Excerpted text
What is Periodontal Disease?
Periodontal (gum) disease is an acute or chronic infectious process affecting the tissues surrounding the teeth. This includes the gums and the fibrous attachments which buttress the teeth and supporting bone. Gone unchecked, periodontal disease can result in bone loss and eventual loosening and loss of the teeth. It is often associated with systemic conditions such as diabetes and heart disease.
Periodontal disease is usually a slow, painless and progressive process. Most adults with periodontal disease are unaware they have it. If diagnosed and treated early, however, the teeth can be saved.
What is the cause of Periodontal Disease?
The primary cause of periodontal disease is the accumulation of bacterial plaque at and under the gum line. Plaque is often a colorless mass of bacteria and food debris that sticks to teeth, crowns, bridges and other tissues in the oral cavity. Plaque is constantly forming on the teeth and must be removed regularly to maintain dental and periodontal health. Inadequate oral hygiene results in irritation of the gums, causing them to become red, tender and swollen.
What is Tartar?
Over time, plaque combines with natural minerals in the mouth forming calculus (tartar). These hard concretions adhere to the teeth and form a rough surface on the teeth and roots, allowing for even more plaque accumulation. Calculus of itself does not cause the deterioration of the periodontal attachment. Rather, it serves as a substrate for the further colonization of bacterial plaque on the irregular root surfaces. The bacteria initiate and perpetuate the inflammatory process that causes periodontal disease.
What is Scaling and Root Planing?
After X-rays, a clinical exam, including a periodontal charting, patient education, scaling and root planing, is the first treatment for periodontal disease. The procedure serves to remove the calcified irritants under the gums to reduce inflammation and infection.
How is Scaling and Root Planing accomplished?

Your instructions
Continue the periodontal disease text after its final heading. The items that come next are separate from the text on periodontal disease.

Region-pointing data

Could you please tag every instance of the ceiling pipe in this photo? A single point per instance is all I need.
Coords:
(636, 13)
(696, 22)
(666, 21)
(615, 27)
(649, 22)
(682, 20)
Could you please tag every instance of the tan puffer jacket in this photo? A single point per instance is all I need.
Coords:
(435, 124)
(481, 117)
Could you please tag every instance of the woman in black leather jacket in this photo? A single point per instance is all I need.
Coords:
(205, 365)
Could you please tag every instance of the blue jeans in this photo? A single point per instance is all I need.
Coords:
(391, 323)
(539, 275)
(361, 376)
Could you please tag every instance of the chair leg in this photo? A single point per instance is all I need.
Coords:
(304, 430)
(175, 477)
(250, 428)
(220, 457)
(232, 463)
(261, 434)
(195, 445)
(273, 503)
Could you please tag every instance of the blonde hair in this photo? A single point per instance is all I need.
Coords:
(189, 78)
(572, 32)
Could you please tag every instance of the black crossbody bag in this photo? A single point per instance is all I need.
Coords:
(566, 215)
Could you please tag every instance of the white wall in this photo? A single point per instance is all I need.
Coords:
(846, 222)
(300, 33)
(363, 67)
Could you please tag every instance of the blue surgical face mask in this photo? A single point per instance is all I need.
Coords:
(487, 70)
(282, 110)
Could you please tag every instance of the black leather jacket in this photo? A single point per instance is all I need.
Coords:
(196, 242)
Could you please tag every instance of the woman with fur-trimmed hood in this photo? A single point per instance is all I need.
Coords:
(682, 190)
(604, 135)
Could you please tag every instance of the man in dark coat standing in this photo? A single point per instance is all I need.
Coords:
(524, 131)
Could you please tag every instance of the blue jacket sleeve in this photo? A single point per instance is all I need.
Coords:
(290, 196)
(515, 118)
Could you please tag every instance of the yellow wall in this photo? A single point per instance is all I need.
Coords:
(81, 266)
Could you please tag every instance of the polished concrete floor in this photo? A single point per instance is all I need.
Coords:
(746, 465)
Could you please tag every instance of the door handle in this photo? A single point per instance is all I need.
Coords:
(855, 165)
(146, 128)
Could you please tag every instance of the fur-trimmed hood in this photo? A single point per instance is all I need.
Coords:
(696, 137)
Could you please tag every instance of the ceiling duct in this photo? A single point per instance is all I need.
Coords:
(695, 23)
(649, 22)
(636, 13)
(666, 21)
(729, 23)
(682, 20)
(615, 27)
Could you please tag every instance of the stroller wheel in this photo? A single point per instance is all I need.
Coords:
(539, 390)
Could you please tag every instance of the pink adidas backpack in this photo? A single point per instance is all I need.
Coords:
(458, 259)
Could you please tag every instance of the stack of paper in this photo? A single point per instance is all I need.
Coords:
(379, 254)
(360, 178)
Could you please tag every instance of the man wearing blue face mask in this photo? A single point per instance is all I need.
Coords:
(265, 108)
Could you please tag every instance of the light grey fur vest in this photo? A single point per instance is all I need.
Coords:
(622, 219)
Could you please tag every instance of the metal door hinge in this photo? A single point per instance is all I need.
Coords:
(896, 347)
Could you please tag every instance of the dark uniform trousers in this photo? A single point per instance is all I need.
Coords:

Result below
One-fourth or half of the mouth is anesthetized so that the hygienist can comfortably scrape below the gums. This is called scaling and it’s similar to removing the scales from a fish. The procedure may be performed by a dentist, hygienist or periodontist (gum specialist), using hand instruments or ultrasonic vibrating instruments to blast deposits off the teeth.
Scaling alone may leave a rough surface, so it is usually combined with root planing. Just as a carpenter planes a door to make it smooth, the hygienist carefully planes the root surfaces to avoid future buildup of calculus. Smooth root surfaces allow the gums to regenerate without irritation. The gum tissue shrinks and tightens around the teeth because the irritant has been reduced or eliminated.
Consequently, after several days or weeks, depending on the severity of the condition, there is a dramatic reduction in bleeding of the gums. After scaling and root planing is completed and the soft tissues have healed, the status of the periodontal structures is determined by another charting of pocket depth. The ultimate goal is a shallow valley around the teeth with a depth of 1 to 3 mm. This may be cleansed with good hygiene techniques.
Are there any side effects?
One common side effect of periodontal scaling is sensitivity to hot and cold, due to exposed roots after the gum shrinks. Conscientious oral hygiene, use of a desensitizing toothpaste, and tincture of time usually minimizes the sensitivity.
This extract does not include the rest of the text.